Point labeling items
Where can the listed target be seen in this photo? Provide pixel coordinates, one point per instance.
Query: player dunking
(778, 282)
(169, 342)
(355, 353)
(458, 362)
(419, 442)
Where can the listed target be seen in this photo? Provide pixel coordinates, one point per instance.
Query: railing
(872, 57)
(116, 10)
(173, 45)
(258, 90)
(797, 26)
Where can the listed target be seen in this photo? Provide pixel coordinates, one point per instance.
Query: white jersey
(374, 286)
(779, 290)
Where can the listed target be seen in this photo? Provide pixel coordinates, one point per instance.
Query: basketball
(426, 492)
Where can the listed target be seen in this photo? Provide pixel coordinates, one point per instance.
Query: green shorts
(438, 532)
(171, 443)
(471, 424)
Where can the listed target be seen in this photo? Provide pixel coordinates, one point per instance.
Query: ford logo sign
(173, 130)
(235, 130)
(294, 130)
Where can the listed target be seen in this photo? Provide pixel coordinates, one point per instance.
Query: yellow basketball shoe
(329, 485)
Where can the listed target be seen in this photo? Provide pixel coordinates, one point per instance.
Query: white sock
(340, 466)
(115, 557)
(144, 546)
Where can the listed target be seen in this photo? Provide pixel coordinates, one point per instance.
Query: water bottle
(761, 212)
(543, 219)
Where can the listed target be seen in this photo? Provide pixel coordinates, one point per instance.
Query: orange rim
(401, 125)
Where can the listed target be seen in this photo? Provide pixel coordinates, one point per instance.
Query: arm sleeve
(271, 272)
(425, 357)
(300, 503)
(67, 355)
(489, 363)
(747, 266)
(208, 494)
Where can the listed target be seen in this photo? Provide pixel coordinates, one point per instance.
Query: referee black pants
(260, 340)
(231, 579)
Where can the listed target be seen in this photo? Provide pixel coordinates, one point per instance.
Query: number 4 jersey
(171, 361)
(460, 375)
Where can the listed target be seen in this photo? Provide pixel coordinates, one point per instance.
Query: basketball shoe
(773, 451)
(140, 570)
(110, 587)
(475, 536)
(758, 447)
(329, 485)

WORK TO BE COMPLETED:
Count how many lines in the items contain the string "basketball" and reply with only that number.

THE SOLUTION:
3